- [HOW TO COMPLETE THIS TASK]
All of the data below is to be copied exactly.
-.-.-
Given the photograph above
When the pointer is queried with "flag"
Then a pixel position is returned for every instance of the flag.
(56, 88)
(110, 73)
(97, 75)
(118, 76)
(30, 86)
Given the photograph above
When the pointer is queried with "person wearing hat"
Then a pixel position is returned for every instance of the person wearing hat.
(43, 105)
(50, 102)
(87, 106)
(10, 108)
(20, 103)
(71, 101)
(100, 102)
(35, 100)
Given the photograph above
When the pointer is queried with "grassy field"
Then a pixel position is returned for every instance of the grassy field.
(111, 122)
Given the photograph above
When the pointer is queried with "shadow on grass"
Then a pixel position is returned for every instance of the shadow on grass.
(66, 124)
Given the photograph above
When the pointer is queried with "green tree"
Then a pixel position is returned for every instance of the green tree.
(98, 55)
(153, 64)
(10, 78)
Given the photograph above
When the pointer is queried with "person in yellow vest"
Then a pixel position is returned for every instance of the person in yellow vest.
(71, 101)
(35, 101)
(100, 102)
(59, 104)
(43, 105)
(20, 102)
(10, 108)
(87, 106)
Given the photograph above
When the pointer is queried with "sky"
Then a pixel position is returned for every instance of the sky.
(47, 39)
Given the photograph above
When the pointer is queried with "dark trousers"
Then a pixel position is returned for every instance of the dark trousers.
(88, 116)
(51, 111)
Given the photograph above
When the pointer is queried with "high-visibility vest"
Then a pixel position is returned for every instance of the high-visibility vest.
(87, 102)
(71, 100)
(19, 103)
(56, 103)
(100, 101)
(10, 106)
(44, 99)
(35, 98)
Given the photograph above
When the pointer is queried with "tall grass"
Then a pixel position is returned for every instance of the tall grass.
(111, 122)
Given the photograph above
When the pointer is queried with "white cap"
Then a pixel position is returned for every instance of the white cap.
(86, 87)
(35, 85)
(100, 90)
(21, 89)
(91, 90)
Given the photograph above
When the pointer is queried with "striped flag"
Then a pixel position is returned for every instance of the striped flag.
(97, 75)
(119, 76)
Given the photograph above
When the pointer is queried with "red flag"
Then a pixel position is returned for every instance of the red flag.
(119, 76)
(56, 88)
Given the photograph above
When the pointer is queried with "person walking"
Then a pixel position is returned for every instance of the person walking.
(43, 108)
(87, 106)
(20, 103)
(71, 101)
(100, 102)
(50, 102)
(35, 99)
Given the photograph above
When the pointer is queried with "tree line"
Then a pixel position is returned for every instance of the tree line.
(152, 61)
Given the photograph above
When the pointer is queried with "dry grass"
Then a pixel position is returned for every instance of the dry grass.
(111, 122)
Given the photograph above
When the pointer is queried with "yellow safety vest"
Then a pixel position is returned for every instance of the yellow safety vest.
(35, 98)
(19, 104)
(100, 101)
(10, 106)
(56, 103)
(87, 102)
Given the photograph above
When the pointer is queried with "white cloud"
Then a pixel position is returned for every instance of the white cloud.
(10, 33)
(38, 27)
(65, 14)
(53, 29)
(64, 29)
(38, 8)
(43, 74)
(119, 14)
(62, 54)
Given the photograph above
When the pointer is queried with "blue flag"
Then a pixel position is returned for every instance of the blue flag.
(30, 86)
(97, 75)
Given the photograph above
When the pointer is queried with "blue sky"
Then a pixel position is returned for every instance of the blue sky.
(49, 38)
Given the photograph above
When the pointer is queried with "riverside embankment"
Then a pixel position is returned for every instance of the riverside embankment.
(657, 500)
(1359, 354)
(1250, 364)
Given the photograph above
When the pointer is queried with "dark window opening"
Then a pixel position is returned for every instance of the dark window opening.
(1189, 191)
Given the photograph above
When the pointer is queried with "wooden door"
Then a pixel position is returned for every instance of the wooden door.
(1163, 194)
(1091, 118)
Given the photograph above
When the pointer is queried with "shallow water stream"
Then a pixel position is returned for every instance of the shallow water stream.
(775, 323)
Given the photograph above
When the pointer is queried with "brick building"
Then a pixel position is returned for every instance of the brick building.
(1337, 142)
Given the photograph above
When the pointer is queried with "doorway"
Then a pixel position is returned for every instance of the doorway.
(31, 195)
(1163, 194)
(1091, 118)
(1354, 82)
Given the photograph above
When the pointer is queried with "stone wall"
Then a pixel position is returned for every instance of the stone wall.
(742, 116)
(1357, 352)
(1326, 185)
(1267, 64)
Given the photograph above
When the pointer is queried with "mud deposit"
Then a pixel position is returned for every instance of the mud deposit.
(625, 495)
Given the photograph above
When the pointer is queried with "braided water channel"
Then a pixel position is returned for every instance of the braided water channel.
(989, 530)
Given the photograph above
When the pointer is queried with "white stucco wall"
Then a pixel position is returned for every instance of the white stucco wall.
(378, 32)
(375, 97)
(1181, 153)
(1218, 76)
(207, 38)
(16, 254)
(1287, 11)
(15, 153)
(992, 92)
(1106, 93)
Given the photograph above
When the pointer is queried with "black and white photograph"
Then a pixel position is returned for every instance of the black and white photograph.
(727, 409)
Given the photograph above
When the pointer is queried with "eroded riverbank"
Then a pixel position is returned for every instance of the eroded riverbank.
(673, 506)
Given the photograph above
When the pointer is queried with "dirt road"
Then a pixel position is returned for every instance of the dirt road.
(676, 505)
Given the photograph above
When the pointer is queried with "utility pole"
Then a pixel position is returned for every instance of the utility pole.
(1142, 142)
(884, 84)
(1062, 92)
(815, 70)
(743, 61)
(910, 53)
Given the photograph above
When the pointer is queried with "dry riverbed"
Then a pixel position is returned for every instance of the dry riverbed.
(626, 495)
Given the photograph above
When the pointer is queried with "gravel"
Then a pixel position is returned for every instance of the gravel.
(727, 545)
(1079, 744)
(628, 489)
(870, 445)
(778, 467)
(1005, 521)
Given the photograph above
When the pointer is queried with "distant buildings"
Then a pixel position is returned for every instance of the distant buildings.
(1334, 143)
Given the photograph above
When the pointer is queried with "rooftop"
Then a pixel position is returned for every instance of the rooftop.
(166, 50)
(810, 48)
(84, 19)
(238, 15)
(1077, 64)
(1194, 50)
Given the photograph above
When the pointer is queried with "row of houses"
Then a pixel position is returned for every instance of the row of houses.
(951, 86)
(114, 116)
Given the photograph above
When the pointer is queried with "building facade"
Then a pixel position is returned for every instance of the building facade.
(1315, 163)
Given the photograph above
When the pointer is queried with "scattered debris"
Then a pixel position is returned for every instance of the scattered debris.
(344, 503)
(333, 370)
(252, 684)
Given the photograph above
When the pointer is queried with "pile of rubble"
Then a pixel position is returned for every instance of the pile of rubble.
-.-.-
- [RESULT BELOW]
Given the photograph above
When the pointer is queried with "flag"
Then a pixel position is returned for every instance of the flag.
(56, 88)
(110, 73)
(97, 75)
(118, 76)
(30, 86)
Given the photograph above
When the pointer is queried with "person wearing hat"
Then a pixel position is returned for every instance of the person wearing hat.
(43, 105)
(50, 102)
(87, 106)
(10, 108)
(20, 103)
(71, 101)
(100, 102)
(35, 100)
Given the photograph above
When the pointer is queried with "grassy field"
Then a pixel position is returned for every instance of the grassy field.
(111, 122)
Given the photograph above
When the pointer is queried with "shadow on grass"
Then a pixel position is returned for every instance of the shadow on grass.
(66, 124)
Given the photograph above
When the pointer is queried with "green tree"
Then a pixel position is returned for every instance of the green tree.
(98, 55)
(153, 64)
(10, 78)
Given the photograph above
When the pointer is queried with "person in yellow vest"
Then a pixel position is returned for every instance of the person in yellow vest.
(71, 101)
(35, 101)
(100, 102)
(59, 104)
(43, 105)
(20, 102)
(10, 108)
(87, 106)
Given the photograph above
When the pointer is queried with "sky"
Then a pixel position is returned for every instance of the sky.
(47, 39)
Given the photograph above
When the pointer is queried with "dark trousers"
Then a pixel position is returned for every instance of the dark trousers.
(88, 116)
(51, 111)
Given the photograph above
When the pointer is queried with "high-visibility vest"
Then a pixel position is returned for every instance of the high-visibility vest.
(87, 102)
(71, 100)
(19, 103)
(56, 103)
(100, 101)
(10, 106)
(44, 99)
(35, 98)
Given the photograph above
When the pointer is queried with "tall grass"
Then a pixel position is returned for every instance of the tall grass.
(111, 122)
Given the photograph above
When the pointer is queried with "white cap"
Then a pixel position is returned for every instance of the white cap.
(86, 87)
(35, 85)
(100, 90)
(21, 89)
(91, 90)
Given the photograph above
When the pointer is queried with "striped flag"
Then a pixel position is returned for every instance of the striped flag.
(97, 75)
(119, 76)
Given the photograph above
When the pointer is queried with "red flag"
Then a pixel position is returned for every instance of the red flag.
(119, 76)
(56, 88)
Given the photograph above
When the pointer is queried with "person walking"
Then a pixel position is returned for every instance of the person walking.
(43, 108)
(87, 106)
(20, 103)
(71, 101)
(100, 102)
(50, 102)
(35, 99)
Given the photograph above
When the pointer is queried with "tree line"
Then a pixel position is returned for every instance of the tree line.
(152, 61)
Given the photograph above
When the pointer is queried with "dry grass"
Then a pixel position is returned for every instance of the dry grass.
(111, 122)
Given the photograph above
When the pointer is queried with "yellow safety vest"
Then a pixel position is returned for every instance of the yellow safety vest.
(35, 98)
(19, 104)
(100, 101)
(10, 106)
(56, 103)
(87, 102)
Given the photograph above
When the pointer is queried with "white cloud"
Then a pixel position is returned for every instance of the white cloud.
(10, 33)
(38, 27)
(65, 14)
(53, 29)
(64, 29)
(38, 8)
(43, 74)
(119, 14)
(62, 54)
Given the photograph above
When the pointer is queried with "blue flag"
Then a pixel position is returned for every instance of the blue flag.
(30, 86)
(97, 75)
Given the photograph above
When the pointer is queried with "blue sky"
Then a pixel position is returned for every instance of the blue sky.
(49, 38)
Given the photograph above
When the pointer is queried with "riverside embankment"
Then a pixel position is returned for every instance of the riverside embankment.
(657, 500)
(1359, 354)
(1250, 364)
Given the photograph above
When the pointer is queried with "dark window opening"
Then a pixel position is returned for every instance of the dark window opening.
(1189, 191)
Given the photograph above
When the pointer is queried with "wooden door"
Then a pixel position is returned for every instance of the wooden door.
(1163, 194)
(1091, 118)
Given the photograph above
When the pointer is queried with "shallow water stream"
Then a pixel position is returned for every instance of the shallow water stream.
(775, 323)
Given the photograph above
When the pointer is queried with "brick building"
Then a pixel position is returned for every instance of the brick building.
(1337, 142)
Given the photograph above
When the pointer is queried with "doorway"
Then a pixel position is returned for every instance of the doorway.
(31, 195)
(1163, 194)
(1091, 118)
(1354, 82)
Given the photograph above
When the pointer is queried with "stone wall"
Then a pixel position is returned for every instance of the stone wall.
(742, 116)
(1357, 352)
(1326, 185)
(1267, 64)
Given the photograph above
When the pointer is queried with "mud deposit"
Then a pixel position is returned for every instance of the mud deposit.
(625, 495)
Given the photograph above
When the pointer is queried with "braided water channel"
Then a pixel position is returned for every instance of the braided water channel.
(989, 530)
Given the photograph above
When the pointer is queried with "white stucco wall"
Then a pixel position is returned for every instance of the white stucco wall.
(378, 32)
(375, 97)
(1181, 153)
(1218, 76)
(207, 38)
(16, 254)
(1287, 11)
(15, 153)
(992, 92)
(1106, 93)
Given the photograph above
When the pointer is queried with "black and white photograph"
Then a pixel position is returned for every instance of the black and white photograph.
(727, 409)
Given the photograph above
When the pointer is queried with "eroded riverbank"
Then a pixel position is returned for every instance of the eroded riverbank.
(673, 506)
Given the photograph above
When the pointer is queried with "dirt road"
Then a pixel position is returned for every instance of the dirt road.
(676, 505)
Given the photograph above
When the pointer is queried with "utility pole"
Then a pixel position is returned for every instance of the utility pole.
(1142, 142)
(884, 84)
(1062, 92)
(815, 70)
(743, 61)
(910, 53)
Given the photograph above
When the pointer is queried with "dry riverbed"
Then a pixel position is returned for every instance of the dry riverbed.
(626, 495)
Given the photograph above
When the pointer is queried with "gravel"
Then a pixel position is returned for every instance of the gravel.
(727, 545)
(1079, 744)
(628, 489)
(870, 445)
(778, 467)
(1005, 521)
Given the photograph above
When the pointer is queried with "distant buildings"
Then a pixel position is returned for every instance of the distant buildings.
(1334, 143)
Given the photograph above
When the pointer is queried with "rooftop"
Then a pixel position is returned for every instance of the rooftop.
(166, 50)
(810, 48)
(84, 19)
(238, 15)
(1077, 64)
(1194, 50)
Given the photograph above
When the pointer is queried with "row of houses"
Then a pixel position is returned for every instance of the row of houses.
(951, 86)
(114, 116)
Given the photograph above
When the pointer is queried with "building facade"
Then a pixel position is returned for every instance of the building facade.
(1315, 163)
Given the photograph above
When the pointer is queried with "scattered debris"
Then a pixel position is returned for every instance of the scattered debris.
(344, 503)
(333, 370)
(252, 684)
Given the photograph above
When the pointer is queried with "pile of rubble"
Then a pixel position is returned for every instance of the pile of rubble.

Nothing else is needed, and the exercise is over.